• **RECORDS FOR THE EXERCISE**
====

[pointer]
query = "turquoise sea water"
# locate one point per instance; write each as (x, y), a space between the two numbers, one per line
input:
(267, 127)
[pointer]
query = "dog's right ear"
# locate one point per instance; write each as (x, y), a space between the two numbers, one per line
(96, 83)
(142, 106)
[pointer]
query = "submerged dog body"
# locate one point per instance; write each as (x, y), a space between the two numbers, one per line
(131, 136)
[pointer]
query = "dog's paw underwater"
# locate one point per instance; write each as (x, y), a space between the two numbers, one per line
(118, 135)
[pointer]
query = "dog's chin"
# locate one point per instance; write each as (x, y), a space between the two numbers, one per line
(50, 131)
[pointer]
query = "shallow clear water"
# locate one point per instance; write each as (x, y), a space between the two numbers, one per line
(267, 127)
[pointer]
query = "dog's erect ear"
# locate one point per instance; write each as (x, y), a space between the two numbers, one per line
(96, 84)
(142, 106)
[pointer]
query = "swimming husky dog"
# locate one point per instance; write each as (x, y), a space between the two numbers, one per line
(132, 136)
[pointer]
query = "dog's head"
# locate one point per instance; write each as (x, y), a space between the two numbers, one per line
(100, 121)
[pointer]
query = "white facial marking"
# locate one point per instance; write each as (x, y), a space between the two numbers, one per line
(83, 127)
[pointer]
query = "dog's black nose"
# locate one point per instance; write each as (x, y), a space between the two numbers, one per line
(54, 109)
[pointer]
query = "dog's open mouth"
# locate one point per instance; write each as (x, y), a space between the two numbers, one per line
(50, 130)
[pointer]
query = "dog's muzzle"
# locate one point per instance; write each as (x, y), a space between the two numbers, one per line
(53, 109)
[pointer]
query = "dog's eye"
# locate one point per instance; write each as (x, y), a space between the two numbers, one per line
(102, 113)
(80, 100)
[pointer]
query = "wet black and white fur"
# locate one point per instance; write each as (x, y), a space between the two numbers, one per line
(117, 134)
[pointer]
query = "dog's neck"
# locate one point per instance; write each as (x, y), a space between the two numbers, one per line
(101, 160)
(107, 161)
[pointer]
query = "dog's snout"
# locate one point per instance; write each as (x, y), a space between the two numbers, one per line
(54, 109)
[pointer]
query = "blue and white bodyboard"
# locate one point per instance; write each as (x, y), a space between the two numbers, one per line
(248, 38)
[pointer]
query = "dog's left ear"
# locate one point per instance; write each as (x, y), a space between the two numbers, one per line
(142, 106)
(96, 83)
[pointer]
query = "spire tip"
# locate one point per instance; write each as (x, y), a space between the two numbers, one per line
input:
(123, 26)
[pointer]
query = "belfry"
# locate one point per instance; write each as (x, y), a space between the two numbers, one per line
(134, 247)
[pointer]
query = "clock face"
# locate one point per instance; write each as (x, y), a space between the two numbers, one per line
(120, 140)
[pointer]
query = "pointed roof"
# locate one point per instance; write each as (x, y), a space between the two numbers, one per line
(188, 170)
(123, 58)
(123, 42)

====

• **WORK INSTRUCTIONS**
Find every line in the material above that contains the string "black", treating uppercase and lowercase as different, and copy each of those lines.

• **ANSWER BELOW**
query = "dog's black nose"
query = "wet black and white fur"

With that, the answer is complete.